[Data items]
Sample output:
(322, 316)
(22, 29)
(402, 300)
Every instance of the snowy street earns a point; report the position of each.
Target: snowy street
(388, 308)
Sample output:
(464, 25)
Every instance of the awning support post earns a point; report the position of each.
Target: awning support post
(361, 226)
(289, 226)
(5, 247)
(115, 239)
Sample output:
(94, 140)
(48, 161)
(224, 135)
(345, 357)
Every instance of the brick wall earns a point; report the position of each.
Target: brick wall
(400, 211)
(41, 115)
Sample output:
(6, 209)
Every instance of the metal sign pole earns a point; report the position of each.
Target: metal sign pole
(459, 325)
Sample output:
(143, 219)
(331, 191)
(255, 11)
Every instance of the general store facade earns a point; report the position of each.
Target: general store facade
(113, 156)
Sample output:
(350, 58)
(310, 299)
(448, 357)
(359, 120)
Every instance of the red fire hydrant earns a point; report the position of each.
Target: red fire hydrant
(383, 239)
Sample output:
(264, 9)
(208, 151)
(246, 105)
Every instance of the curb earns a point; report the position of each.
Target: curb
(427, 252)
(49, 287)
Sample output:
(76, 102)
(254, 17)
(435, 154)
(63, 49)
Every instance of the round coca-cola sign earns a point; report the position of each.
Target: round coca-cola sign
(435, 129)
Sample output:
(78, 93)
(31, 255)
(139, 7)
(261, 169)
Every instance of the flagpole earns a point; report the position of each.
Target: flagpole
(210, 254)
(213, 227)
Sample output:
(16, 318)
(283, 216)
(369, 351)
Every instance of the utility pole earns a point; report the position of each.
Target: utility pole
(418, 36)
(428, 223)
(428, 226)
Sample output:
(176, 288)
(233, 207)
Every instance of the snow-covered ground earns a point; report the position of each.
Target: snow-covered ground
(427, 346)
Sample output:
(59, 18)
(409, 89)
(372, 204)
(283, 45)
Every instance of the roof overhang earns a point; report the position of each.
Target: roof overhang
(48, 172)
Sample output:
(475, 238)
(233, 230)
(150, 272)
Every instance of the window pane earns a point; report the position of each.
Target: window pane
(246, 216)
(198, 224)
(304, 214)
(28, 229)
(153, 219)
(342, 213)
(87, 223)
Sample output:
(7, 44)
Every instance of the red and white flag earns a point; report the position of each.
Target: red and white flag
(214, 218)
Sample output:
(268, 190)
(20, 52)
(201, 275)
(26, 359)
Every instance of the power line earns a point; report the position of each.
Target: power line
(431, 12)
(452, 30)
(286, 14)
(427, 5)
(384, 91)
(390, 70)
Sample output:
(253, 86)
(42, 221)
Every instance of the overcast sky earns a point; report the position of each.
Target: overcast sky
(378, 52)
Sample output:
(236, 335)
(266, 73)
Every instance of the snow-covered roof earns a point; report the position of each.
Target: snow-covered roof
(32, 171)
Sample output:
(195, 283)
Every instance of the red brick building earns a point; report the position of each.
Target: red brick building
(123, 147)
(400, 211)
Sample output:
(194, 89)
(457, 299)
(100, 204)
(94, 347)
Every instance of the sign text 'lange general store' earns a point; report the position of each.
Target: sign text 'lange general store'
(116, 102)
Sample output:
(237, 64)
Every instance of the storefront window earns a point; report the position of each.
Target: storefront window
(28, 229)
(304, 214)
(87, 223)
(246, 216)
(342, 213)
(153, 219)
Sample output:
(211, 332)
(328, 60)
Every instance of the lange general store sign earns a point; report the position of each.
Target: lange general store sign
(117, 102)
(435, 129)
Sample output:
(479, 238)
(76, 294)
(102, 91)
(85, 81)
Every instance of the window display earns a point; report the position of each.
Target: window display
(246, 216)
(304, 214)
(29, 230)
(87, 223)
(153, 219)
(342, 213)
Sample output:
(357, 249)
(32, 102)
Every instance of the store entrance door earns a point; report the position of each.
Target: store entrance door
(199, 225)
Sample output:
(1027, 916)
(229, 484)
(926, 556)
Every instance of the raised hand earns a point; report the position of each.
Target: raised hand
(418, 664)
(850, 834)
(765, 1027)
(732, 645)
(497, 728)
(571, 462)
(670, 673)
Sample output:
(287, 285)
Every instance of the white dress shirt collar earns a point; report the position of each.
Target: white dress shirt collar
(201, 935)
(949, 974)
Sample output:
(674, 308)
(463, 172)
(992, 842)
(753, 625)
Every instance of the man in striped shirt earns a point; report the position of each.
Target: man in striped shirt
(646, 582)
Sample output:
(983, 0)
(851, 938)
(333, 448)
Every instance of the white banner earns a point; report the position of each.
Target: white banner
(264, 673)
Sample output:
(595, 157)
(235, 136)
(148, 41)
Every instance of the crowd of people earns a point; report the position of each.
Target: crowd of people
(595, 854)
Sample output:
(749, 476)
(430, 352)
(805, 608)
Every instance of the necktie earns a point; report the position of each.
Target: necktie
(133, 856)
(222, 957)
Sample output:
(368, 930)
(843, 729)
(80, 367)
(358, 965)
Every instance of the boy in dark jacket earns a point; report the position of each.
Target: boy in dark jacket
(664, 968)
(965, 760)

* _About this exercise_: Each of the entries must be set down again exactly.

* _Task answer_:
Sample output:
(322, 316)
(22, 29)
(402, 300)
Every instance of the snowy street earns a point; report the position of each.
Target: snowy street
(388, 308)
Sample output:
(464, 25)
Every instance of the awning support post earns a point; report the position of each.
Target: awning support post
(361, 226)
(289, 226)
(5, 247)
(115, 239)
Sample output:
(94, 140)
(48, 161)
(224, 135)
(345, 357)
Every instance of the brick wall earns a point; report the position of each.
Target: brick wall
(400, 211)
(41, 115)
Sample output:
(6, 209)
Every instance of the metal sign pole earns a point; report the position of each.
Target: metal sign pole
(459, 325)
Sample output:
(143, 219)
(331, 191)
(255, 11)
Every instance of the general store facade earns a point; report the position of each.
Target: general store facade
(113, 156)
Sample output:
(350, 58)
(310, 299)
(448, 357)
(359, 120)
Every instance of the red fire hydrant earns a point; report the position of each.
Target: red fire hydrant
(383, 239)
Sample output:
(264, 9)
(208, 151)
(246, 105)
Every instance of the curb earns a point; report the position of each.
Target: curb
(427, 252)
(49, 287)
Sample output:
(76, 102)
(254, 17)
(435, 154)
(63, 49)
Every instance of the round coca-cola sign earns a point; report the position of each.
Target: round coca-cola sign
(435, 129)
Sample output:
(78, 93)
(31, 255)
(139, 7)
(261, 169)
Every instance of the flagpole earns a point; report the position of each.
Target: flagpole
(210, 254)
(213, 227)
Sample output:
(16, 318)
(283, 216)
(369, 351)
Every instance of the utility pole earns a point; report the position of each.
Target: utility pole
(418, 36)
(428, 223)
(428, 226)
Sample output:
(176, 288)
(233, 207)
Every instance of the snow-covered ground earns a point; report the position of each.
Target: snow-covered ground
(427, 346)
Sample output:
(59, 18)
(409, 89)
(372, 204)
(283, 45)
Every instance of the roof overhang earns a point; report the position of each.
Target: roof overhang
(48, 172)
Sample output:
(475, 238)
(233, 230)
(150, 272)
Every instance of the window pane earns a point; report the position of each.
Target: window pane
(246, 216)
(198, 224)
(304, 214)
(28, 229)
(153, 219)
(342, 213)
(87, 223)
Sample output:
(7, 44)
Every instance of the red and white flag earns a point; report the position of each.
Target: red and white flag
(214, 218)
Sample output:
(268, 190)
(20, 52)
(201, 275)
(26, 359)
Every instance of the power line earns a point; report the position of each.
Target: power line
(431, 12)
(452, 30)
(286, 14)
(427, 5)
(384, 91)
(390, 70)
Sample output:
(253, 86)
(42, 221)
Every instance of the overcast sky earns a point; report the position of each.
Target: overcast sky
(378, 52)
Sample output:
(236, 335)
(266, 73)
Every instance of the snow-covered roof earns a point; report the position of each.
Target: snow-covered roof
(32, 171)
Sample output:
(195, 283)
Every instance of the red brick building earns a point; report the position of each.
Target: red brick building
(123, 147)
(400, 211)
Sample output:
(194, 89)
(457, 299)
(100, 204)
(94, 347)
Every instance of the sign text 'lange general store' earns a point; report the position of each.
Target: sign text 'lange general store'
(116, 102)
Sample output:
(237, 64)
Every instance of the storefront window earns a point; report the position of each.
Target: storefront window
(28, 229)
(304, 214)
(87, 223)
(246, 216)
(342, 213)
(153, 219)
Sample output:
(211, 332)
(328, 60)
Every instance of the lange general store sign earns a point; report the position of each.
Target: lange general store sign
(117, 102)
(435, 129)
Sample output:
(479, 238)
(76, 294)
(102, 91)
(85, 81)
Every instance of the window display earns a point; report the position of each.
Target: window display
(246, 216)
(304, 214)
(29, 230)
(87, 223)
(153, 219)
(342, 213)
Sample output:
(357, 249)
(32, 102)
Every instance of the store entrance door earns a point; report the position of each.
Target: store entrance door
(199, 225)
Sample output:
(1027, 916)
(229, 484)
(926, 556)
Every instance of the raised hand earns a point; report the position of each.
Target: raised hand
(418, 664)
(850, 834)
(765, 1027)
(732, 645)
(497, 728)
(571, 462)
(670, 673)
Sample output:
(287, 285)
Every instance of the white dress shirt collar earns a point; report the position of each.
Target: white dress shirt collar
(201, 935)
(949, 974)
Sample output:
(674, 308)
(463, 172)
(992, 842)
(753, 625)
Every instance of the man in striped shirt earns a point; report the position of each.
Target: man in striped shirt
(646, 582)
Sample output:
(983, 0)
(851, 938)
(333, 448)
Every instance of the white banner earns a point; report the position of each.
Target: white banner
(264, 673)
Sample output:
(595, 157)
(235, 136)
(148, 41)
Every instance of the crowd of people earns a point; report the position of each.
Target: crowd of people
(595, 854)
Sample output:
(749, 476)
(430, 352)
(805, 608)
Every instance of the necktie earns a point; report the position of each.
Target: necktie
(133, 856)
(222, 957)
Sample output:
(368, 930)
(843, 729)
(80, 367)
(358, 965)
Every instance of the boy in dark jacket earns a point; report the position of each.
Target: boy in dark jacket
(664, 968)
(965, 760)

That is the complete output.